What the exercise asks: Each line from the one that contains "[mark] the golden" to the end of the material must be quoted exactly; include both end lines and nothing else.

Task input:
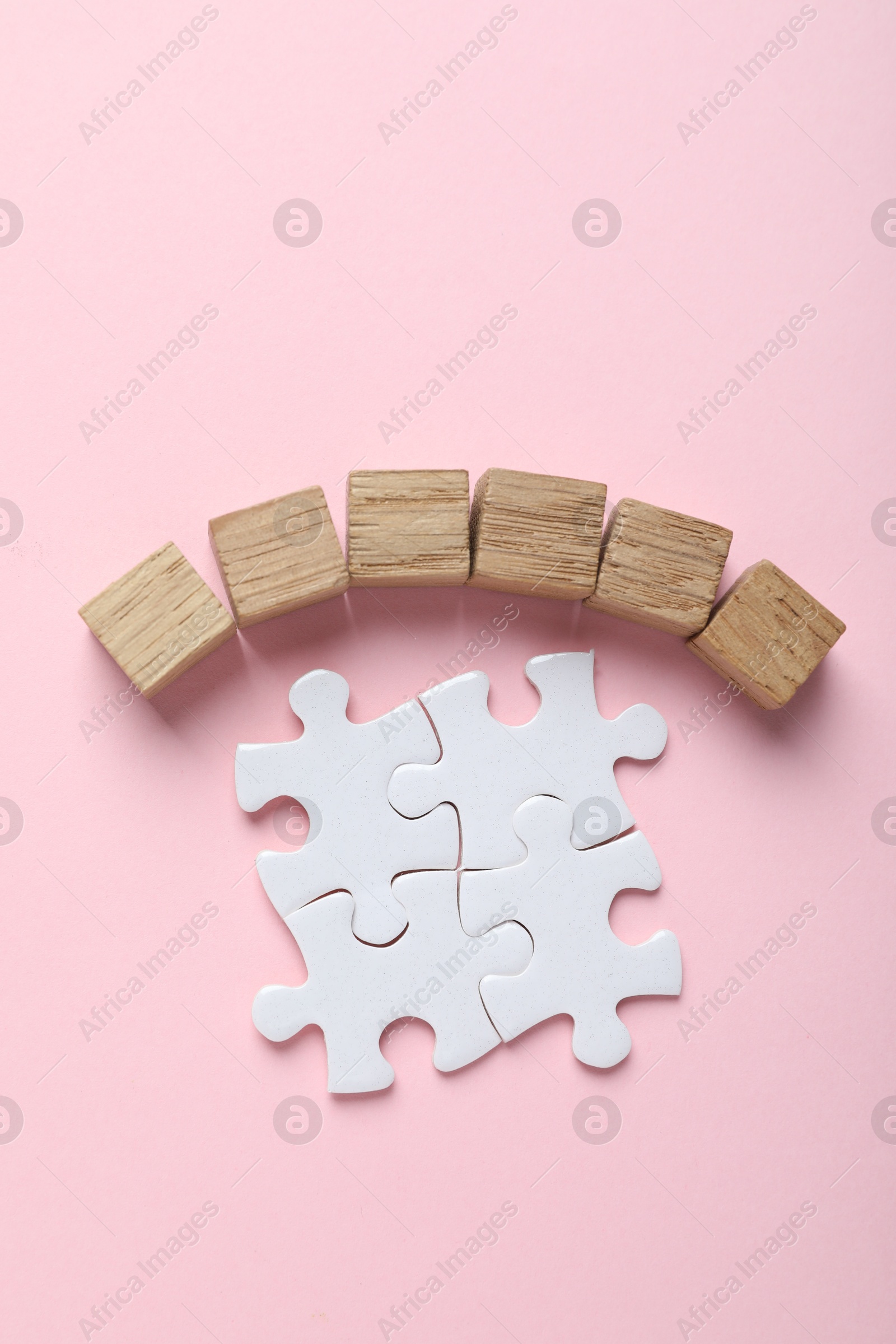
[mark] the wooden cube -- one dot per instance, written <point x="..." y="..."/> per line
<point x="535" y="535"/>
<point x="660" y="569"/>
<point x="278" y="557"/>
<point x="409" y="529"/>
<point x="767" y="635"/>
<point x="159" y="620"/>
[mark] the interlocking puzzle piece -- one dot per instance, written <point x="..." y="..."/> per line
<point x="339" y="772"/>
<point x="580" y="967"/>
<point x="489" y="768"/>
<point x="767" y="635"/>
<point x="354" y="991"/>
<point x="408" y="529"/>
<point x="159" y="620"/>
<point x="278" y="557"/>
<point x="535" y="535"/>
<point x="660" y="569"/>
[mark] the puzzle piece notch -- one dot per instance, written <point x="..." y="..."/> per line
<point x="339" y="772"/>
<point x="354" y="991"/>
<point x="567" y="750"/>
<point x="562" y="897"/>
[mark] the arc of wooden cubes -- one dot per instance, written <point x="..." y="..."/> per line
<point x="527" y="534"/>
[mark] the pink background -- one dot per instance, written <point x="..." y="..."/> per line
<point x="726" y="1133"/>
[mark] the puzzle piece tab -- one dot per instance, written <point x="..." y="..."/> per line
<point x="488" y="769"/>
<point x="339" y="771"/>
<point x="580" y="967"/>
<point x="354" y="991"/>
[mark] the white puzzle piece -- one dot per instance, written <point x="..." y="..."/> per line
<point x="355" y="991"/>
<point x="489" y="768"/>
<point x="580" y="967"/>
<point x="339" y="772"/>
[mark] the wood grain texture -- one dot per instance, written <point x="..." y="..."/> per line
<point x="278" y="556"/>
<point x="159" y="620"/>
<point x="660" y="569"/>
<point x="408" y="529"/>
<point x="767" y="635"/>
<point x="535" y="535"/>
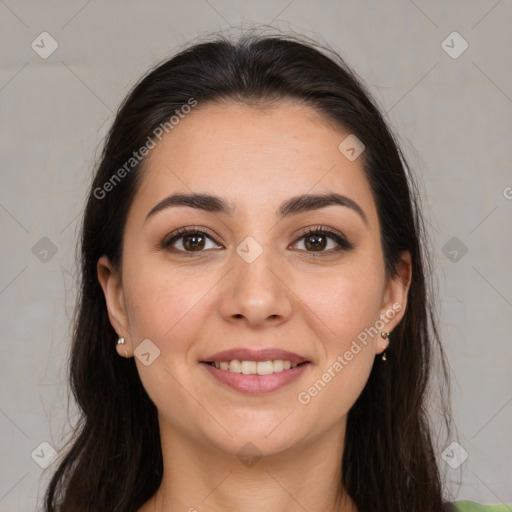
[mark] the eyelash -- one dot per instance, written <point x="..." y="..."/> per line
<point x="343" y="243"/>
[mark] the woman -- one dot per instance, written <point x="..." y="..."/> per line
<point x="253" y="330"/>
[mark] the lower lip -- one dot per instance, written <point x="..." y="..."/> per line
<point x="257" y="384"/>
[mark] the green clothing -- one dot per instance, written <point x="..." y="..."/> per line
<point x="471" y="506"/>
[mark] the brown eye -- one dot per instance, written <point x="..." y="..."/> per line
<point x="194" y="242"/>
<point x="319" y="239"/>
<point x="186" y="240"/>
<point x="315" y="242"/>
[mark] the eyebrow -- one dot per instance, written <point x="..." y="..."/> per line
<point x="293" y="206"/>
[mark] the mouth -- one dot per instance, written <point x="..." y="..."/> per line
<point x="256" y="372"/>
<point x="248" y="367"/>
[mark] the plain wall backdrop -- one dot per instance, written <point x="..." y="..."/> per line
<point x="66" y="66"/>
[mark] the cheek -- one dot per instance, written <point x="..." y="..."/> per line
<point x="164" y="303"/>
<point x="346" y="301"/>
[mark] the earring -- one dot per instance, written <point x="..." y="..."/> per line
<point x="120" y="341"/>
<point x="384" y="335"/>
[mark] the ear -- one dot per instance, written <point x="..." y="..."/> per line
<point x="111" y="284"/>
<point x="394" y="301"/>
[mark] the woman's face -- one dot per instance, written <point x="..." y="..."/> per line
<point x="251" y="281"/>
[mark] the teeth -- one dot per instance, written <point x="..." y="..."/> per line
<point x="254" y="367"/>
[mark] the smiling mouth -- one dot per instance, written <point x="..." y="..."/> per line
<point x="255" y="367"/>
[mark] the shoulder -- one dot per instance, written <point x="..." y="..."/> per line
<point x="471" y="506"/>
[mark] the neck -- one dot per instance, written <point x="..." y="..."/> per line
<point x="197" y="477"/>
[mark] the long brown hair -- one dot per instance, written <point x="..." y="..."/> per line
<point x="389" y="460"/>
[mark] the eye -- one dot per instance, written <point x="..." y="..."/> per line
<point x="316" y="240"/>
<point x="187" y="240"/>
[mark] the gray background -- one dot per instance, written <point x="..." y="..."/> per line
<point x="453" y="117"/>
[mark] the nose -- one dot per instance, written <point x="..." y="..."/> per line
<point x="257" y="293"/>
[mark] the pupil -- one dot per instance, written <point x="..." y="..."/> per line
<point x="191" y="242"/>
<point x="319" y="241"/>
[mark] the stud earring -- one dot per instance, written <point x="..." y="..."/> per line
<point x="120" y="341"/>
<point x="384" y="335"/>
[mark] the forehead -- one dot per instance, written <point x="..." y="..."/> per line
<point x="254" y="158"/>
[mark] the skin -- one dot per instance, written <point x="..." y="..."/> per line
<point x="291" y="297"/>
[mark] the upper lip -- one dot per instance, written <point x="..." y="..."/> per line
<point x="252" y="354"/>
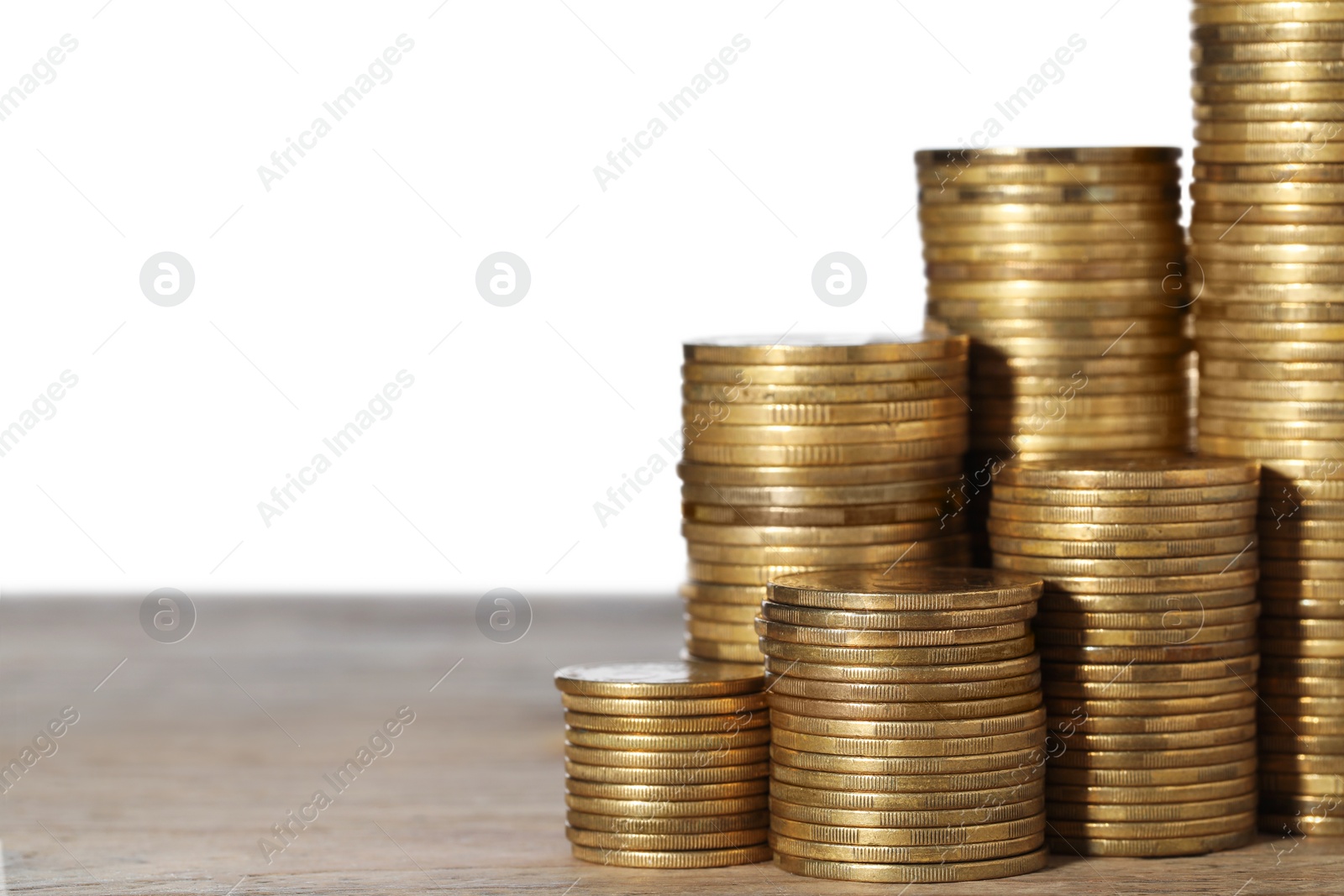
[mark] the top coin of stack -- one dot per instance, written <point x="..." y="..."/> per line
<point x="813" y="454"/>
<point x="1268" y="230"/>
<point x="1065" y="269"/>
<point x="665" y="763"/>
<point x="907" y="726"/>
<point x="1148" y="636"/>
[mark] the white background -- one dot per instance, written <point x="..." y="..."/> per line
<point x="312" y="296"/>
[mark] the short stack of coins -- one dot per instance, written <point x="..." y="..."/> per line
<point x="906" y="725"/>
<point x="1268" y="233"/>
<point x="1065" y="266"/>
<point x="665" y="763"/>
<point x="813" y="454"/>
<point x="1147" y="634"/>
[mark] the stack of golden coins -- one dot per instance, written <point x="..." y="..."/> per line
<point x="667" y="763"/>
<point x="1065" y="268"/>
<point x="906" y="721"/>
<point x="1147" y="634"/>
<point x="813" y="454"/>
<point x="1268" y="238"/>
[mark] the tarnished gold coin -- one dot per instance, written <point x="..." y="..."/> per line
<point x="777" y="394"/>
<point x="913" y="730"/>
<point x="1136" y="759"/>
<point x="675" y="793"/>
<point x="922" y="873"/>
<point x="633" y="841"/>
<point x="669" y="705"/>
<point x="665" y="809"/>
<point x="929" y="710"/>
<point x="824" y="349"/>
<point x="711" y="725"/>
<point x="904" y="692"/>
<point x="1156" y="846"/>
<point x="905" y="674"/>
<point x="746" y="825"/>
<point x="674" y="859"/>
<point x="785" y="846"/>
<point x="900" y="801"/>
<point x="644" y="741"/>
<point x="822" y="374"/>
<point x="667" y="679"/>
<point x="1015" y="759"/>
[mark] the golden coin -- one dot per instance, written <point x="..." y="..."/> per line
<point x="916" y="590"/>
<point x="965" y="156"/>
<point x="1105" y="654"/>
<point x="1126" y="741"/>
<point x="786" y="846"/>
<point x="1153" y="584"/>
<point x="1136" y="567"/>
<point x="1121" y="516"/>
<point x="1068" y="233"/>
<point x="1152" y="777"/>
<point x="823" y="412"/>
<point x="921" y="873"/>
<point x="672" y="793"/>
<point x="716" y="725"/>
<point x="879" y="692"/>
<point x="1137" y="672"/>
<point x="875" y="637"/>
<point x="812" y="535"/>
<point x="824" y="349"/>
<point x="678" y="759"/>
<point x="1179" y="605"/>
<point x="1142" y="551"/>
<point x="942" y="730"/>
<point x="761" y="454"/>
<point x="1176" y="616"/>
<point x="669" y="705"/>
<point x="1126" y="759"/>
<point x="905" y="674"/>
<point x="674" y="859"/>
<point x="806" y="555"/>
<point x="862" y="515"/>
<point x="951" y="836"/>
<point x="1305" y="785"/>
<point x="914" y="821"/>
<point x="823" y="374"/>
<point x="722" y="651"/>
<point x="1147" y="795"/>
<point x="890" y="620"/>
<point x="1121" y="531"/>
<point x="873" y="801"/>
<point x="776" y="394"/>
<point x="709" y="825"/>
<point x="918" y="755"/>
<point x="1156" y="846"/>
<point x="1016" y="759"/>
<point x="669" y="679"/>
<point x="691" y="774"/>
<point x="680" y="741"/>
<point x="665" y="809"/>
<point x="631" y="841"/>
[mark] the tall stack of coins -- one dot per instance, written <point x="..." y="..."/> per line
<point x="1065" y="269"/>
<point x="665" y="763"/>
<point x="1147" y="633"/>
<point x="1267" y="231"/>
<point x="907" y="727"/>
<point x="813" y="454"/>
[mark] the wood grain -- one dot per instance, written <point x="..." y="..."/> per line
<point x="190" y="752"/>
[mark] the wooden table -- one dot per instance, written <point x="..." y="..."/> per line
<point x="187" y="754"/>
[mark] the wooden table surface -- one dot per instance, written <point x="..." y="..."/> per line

The completed task:
[mark] the golden coin -- one dot per instance, written <point x="..." y="..."/> per line
<point x="916" y="590"/>
<point x="965" y="156"/>
<point x="1105" y="654"/>
<point x="1126" y="741"/>
<point x="786" y="846"/>
<point x="1153" y="584"/>
<point x="1136" y="567"/>
<point x="1121" y="516"/>
<point x="1068" y="233"/>
<point x="1152" y="777"/>
<point x="823" y="412"/>
<point x="921" y="873"/>
<point x="672" y="793"/>
<point x="716" y="725"/>
<point x="879" y="692"/>
<point x="1137" y="672"/>
<point x="875" y="637"/>
<point x="812" y="535"/>
<point x="824" y="349"/>
<point x="678" y="759"/>
<point x="1179" y="605"/>
<point x="1142" y="551"/>
<point x="942" y="730"/>
<point x="761" y="454"/>
<point x="1176" y="616"/>
<point x="669" y="705"/>
<point x="1126" y="759"/>
<point x="905" y="674"/>
<point x="674" y="859"/>
<point x="806" y="555"/>
<point x="862" y="515"/>
<point x="951" y="836"/>
<point x="1305" y="785"/>
<point x="914" y="821"/>
<point x="823" y="374"/>
<point x="722" y="651"/>
<point x="1147" y="795"/>
<point x="890" y="620"/>
<point x="1121" y="531"/>
<point x="873" y="801"/>
<point x="776" y="394"/>
<point x="709" y="825"/>
<point x="918" y="755"/>
<point x="1156" y="846"/>
<point x="1016" y="759"/>
<point x="669" y="679"/>
<point x="691" y="774"/>
<point x="680" y="741"/>
<point x="665" y="809"/>
<point x="631" y="841"/>
[mark] the tall stack of coins -- one dot per instance, written <point x="..." y="..."/> per line
<point x="1065" y="269"/>
<point x="665" y="763"/>
<point x="1147" y="633"/>
<point x="1267" y="231"/>
<point x="907" y="727"/>
<point x="813" y="454"/>
[mark] the wood grain -- one dot per instance, written <point x="..." y="..."/> per line
<point x="190" y="752"/>
[mark] the wooden table -- one dot per instance, written <point x="..." y="..."/> per line
<point x="187" y="754"/>
[mark] the wooden table surface -- one dot per instance, written <point x="..." y="..."/> per line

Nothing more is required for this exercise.